▶ _Brief_: Reproduce the material below word for word, keeping every line and character as it appears.

▶ _Data to process_:
════════════════════

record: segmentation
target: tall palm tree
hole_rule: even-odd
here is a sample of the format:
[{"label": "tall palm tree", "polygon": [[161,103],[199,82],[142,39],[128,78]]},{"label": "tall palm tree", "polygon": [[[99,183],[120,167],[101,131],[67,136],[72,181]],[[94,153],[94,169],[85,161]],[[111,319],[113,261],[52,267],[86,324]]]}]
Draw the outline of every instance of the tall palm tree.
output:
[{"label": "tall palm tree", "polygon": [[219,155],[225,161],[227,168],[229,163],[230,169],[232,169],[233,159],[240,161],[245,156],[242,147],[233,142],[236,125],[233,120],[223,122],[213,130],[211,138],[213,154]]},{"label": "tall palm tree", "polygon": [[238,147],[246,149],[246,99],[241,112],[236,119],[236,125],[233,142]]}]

════════════════════

▶ _Result_:
record: segmentation
target: tall palm tree
hole_rule: even-odd
here is a sample of the format:
[{"label": "tall palm tree", "polygon": [[161,103],[199,82],[142,39],[128,78]]},{"label": "tall palm tree", "polygon": [[[99,183],[120,167],[101,131],[67,136],[72,181]],[[94,153],[94,169],[85,161]],[[111,319],[113,261],[52,267],[86,324]]]}]
Draw the outline of every instance of the tall palm tree.
output:
[{"label": "tall palm tree", "polygon": [[219,155],[225,161],[227,168],[229,163],[230,169],[232,169],[233,159],[240,161],[245,156],[242,147],[233,142],[236,125],[233,120],[223,122],[213,130],[211,138],[213,154]]},{"label": "tall palm tree", "polygon": [[238,147],[246,149],[246,99],[241,112],[236,119],[236,125],[233,142]]}]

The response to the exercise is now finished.